[Records contained in a dataset]
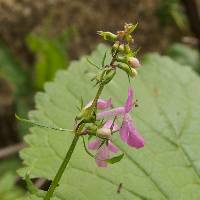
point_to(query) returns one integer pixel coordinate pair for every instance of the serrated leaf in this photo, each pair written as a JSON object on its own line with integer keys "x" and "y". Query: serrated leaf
{"x": 8, "y": 190}
{"x": 167, "y": 168}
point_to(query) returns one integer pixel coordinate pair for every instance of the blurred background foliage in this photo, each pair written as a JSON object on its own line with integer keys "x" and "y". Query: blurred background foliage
{"x": 37, "y": 38}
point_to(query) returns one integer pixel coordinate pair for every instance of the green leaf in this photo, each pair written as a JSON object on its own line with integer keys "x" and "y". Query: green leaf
{"x": 167, "y": 168}
{"x": 8, "y": 191}
{"x": 185, "y": 55}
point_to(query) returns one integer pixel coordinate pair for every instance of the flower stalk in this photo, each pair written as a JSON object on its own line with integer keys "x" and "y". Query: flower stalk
{"x": 92, "y": 124}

# Action item
Where pictures sit among the data above, omit them, and output the rest exactly.

# Answer to this problem
point_to(query) returns one integer pixel coordinate pair for every instance of the serrated leaf in this photo, each pair written as a JSON object on its own line with integer keys "x" and "y". Query: serrated leaf
{"x": 8, "y": 190}
{"x": 167, "y": 168}
point_to(query) returns one integer pixel coordinate pair for every instance of the blurred background foliage in this photo, each pair written as a JSON object on its own line with integer keys "x" and "y". Query: blurred background foliage
{"x": 37, "y": 38}
point_to(query) returns one integer pixel coordinate pair for every instance of the green leaf in this photo, each pair written as a JSON object on its own line with integer keys "x" and "y". Query: green leaf
{"x": 167, "y": 168}
{"x": 8, "y": 191}
{"x": 185, "y": 55}
point_to(query) returns one integer pixel coordinate pair for every instance of the flower stalk in this photo, each pair written as a JSON object on its own line with integer keys "x" and "y". Query: flower stalk
{"x": 92, "y": 124}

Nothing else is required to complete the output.